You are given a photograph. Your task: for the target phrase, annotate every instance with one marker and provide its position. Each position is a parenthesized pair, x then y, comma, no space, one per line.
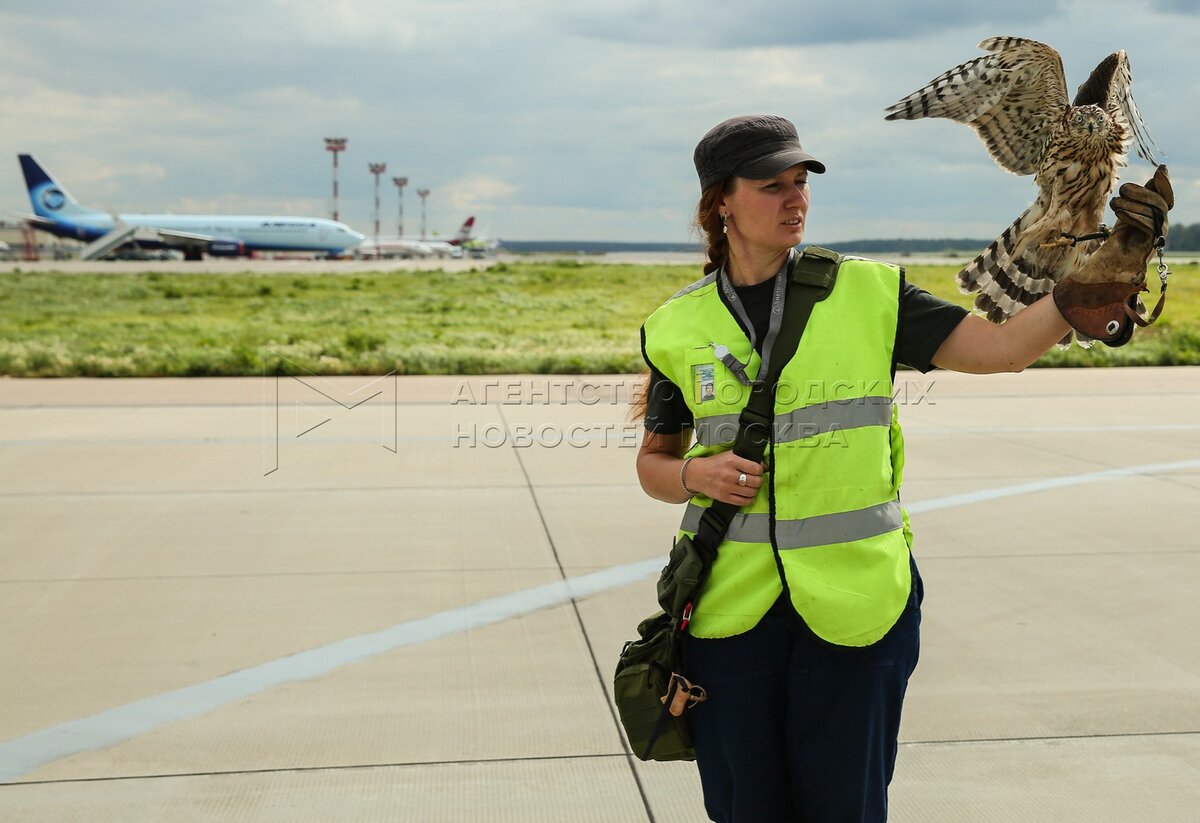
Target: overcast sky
(547,119)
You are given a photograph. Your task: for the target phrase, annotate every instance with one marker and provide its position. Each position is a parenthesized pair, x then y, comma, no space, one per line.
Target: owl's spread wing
(1110,86)
(1012,97)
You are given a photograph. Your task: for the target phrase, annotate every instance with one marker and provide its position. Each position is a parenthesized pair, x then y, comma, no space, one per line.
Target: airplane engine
(227,248)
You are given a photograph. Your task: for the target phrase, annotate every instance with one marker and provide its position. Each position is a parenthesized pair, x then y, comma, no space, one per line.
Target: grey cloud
(763,23)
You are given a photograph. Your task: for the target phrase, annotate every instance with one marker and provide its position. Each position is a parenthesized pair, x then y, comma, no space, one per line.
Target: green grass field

> **TO DO**:
Copy every line above exactly; images stay out.

> **RESULT OF THE EXERCISE**:
You are given a photograph. Your task: for the target phrase, annotate every instance with one marker and provide its position. Each position is a parenthesized pair, x then y, comma, no space, one per line.
Target: overcast sky
(547,119)
You are given a photograph. Your task: for the target phrase, annotate every instance with one marker and provide its position. Each position is a parenthesized pair, x then y, comma, no space, one per line.
Target: owl's spread wing
(1110,86)
(1012,97)
You are given a photograph. Your task: for the target phrase, annotate every instance with one marker and provide its position. Each position is a parenthesized pair, x then y, comma, no space, one per line.
Target: airplane engine
(227,248)
You are given a photograph. Your task: for the target phrase, annotate every instance with one marker and provide its position. Each position is a parenthesized pair, x then y, comma, no space, one per line.
Target: grey cloud
(763,23)
You are given a photograph. Your task: for the target phrase, annotate every instance with one marker and provide its position. Each position is a parenthesized pair, x then y, comma, no space, one per line.
Target: green grass field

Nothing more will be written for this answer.